- [Aim of the task]: The lines to extract start at the one containing "of the windshield" and end with the last line; give them exactly and nothing more.

- [Source data]:

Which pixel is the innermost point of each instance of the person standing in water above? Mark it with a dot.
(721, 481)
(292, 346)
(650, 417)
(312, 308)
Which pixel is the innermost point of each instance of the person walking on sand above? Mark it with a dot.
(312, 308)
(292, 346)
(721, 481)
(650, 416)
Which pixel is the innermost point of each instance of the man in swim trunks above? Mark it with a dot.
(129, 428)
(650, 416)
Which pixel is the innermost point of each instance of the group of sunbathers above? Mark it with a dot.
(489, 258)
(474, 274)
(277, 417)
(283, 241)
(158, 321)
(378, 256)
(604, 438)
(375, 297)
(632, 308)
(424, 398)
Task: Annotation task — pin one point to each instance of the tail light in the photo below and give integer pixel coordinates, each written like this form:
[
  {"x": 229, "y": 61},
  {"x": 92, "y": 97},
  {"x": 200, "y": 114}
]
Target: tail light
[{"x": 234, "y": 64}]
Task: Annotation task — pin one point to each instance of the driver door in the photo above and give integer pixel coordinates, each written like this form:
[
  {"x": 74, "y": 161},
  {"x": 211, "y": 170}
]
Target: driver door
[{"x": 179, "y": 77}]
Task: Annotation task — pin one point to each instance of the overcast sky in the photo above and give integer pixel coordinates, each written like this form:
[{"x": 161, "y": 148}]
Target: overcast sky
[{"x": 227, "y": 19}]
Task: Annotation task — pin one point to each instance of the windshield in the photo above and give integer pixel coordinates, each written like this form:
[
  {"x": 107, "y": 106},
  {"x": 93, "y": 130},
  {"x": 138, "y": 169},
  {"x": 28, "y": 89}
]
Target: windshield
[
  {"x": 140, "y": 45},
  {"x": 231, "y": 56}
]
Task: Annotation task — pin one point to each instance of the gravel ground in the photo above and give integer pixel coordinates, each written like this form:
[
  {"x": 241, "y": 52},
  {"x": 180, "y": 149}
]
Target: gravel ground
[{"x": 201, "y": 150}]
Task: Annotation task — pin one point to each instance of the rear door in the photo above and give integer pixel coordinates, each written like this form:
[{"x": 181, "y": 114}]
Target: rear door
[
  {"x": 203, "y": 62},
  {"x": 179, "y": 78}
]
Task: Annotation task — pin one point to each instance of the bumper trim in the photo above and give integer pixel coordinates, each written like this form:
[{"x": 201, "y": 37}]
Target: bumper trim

- [Result of the task]:
Task: Annotation task — pin one point to each instance of the windshield in the photo above and give integer pixel coordinates, each written like this form:
[
  {"x": 107, "y": 106},
  {"x": 93, "y": 130},
  {"x": 138, "y": 169},
  {"x": 28, "y": 89}
]
Target: windshield
[
  {"x": 140, "y": 45},
  {"x": 231, "y": 56}
]
Task: Annotation task — pin one point to each instance of the gravel ground in the photo above and give integer pixel coordinates, each written like this form:
[
  {"x": 241, "y": 52},
  {"x": 180, "y": 149}
]
Target: gravel ground
[{"x": 201, "y": 150}]
Task: Annotation task — pin one point to each instance of the rear door in the photo above and give integer pixel coordinates, each written like this form:
[{"x": 181, "y": 114}]
Target: rear door
[
  {"x": 203, "y": 62},
  {"x": 179, "y": 78}
]
Task: Annotation task — pin one point to each instance of the bumper trim in the photo above and give integer pixel coordinates, each written like this form:
[{"x": 201, "y": 37}]
Target: bumper trim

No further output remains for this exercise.